The sailing team already received $1,659 for the semester from the Student Assembly Finance Commission (SAFC), but had appealed that decision and requested a total of $7,000 for this semester to fund expenses incurred at racing events.

“We’re happy that we got more funding,” said Kerrie Seberg ’03, captain of the sailing team, a club sport long dependent on the SAFC for funding. “We hope that next year we won’t have to do this again.”

Forty members of the sailing team attended the meeting and presented their personal written pleas to pressure the S.A. into awarding additional funds.

The S.A. found an earlier resolution proposed by the appropriations committee to award $500 to the group inadequate.

“It was an unfortunate circumstance,” said Rob Way ’04, co-chair of the SAFC.

According to Way and Jennifer Hoos ’04, the other SAFC co-chair, they didn’t have enough money to meet the team’s request.

“We only have a certain amount of money, and in the end, it’s not personal,” added Hoos.

Next year should be better, according to Way and Hoos. The SAFC expects $100,000 more will be available than was available in academic year 2001-2002.
+ + + + +
What you are asked to do ▸ Please continue the passage about the sailing team's funding appeal, starting right after its final sentence.
+ + + + +
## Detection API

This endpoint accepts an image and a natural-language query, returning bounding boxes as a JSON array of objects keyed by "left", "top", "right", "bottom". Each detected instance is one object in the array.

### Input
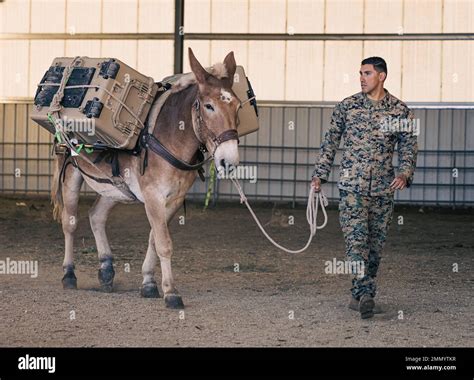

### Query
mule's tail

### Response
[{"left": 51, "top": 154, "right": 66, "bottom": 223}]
+ + + + +
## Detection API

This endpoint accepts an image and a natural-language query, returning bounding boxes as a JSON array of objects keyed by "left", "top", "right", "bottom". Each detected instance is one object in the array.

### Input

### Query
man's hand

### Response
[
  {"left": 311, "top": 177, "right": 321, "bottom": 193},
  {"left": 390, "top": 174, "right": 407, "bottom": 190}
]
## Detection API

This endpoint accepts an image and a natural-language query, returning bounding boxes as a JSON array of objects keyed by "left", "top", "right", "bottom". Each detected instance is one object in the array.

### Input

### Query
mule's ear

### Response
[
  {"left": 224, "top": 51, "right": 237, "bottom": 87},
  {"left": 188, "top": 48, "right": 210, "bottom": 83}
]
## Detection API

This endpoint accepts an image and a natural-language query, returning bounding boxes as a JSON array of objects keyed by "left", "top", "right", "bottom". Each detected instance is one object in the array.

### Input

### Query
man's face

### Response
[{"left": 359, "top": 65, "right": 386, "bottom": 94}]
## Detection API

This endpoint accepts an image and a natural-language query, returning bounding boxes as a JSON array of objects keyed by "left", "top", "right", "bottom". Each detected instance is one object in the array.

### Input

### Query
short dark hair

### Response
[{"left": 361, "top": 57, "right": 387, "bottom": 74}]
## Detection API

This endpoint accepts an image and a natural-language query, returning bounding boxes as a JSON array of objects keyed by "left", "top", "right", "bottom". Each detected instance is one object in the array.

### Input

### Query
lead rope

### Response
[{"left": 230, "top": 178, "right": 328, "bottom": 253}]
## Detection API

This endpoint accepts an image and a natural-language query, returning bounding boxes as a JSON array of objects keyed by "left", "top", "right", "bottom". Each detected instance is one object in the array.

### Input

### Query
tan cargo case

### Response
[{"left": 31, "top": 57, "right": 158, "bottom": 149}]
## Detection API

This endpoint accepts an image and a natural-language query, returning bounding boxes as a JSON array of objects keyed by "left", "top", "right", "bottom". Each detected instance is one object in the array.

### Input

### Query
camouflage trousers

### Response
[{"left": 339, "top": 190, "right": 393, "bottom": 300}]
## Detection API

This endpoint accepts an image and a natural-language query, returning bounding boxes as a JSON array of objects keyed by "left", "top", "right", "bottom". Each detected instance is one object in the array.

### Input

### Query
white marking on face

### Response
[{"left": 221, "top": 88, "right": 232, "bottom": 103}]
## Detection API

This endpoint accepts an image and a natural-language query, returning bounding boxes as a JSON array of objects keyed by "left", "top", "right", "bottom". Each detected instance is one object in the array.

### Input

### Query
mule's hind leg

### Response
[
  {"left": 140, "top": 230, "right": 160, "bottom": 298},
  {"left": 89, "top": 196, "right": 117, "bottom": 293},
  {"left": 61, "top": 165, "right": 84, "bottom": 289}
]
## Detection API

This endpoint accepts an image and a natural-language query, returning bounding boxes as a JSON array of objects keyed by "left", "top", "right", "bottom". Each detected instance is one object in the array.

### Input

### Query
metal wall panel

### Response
+ + + + +
Response ▸
Joan Luu ’02, minority representative and member of the committee that awarded the original $1,659, opposed giving the group more money.

“We cut every club sport this year and told them to give us only their top four priority events,” Luu said. “We are being unfair to other teams that have also been underfunded.”

Effects

Without additional funding, the sailing team’s season would have ended immediately, according to Seberg, as they had already attended four regattas.

“To stop going to regattas at this point would destroy our reputation,” Seberg said.

The SAFC gave the team $5,915 last semester in contrast with $6,000 total for academic year 2000-2001.

Seberg said the team needed more funding this year because there were more members and they were attending more selective regattas.

As members of the sailing team began leaving, Ben Solomon ’02, human ecology representative, who is also Jewish, began reading the Four Questions asked as part of a Passover tradition.

Solomon said that he was protesting the meeting’s scheduling, which coincided with the second night of Passover, a Jewish holiday that begins at sunset. SA meetings are held regularly, every Thursday night beginning at 4:45 in Willard Straight Hall.

Uzo Asonye ’02, president of the SA, told Solomon that he was out of order.

“You will not be recognized for the rest of the night or the rest of the year until you apologize for this outburst,” Asonye said.

According to Solomon, an SA meeting was also held during Yom Kippur, another Jewish holiday.

“I think it’s absolutely wrong that they hold meetings on the holidays,” said Paul Kleinmann ’03, an audience observer who is also Jewish. “At the very least, absences on the high holidays should not be held against members.”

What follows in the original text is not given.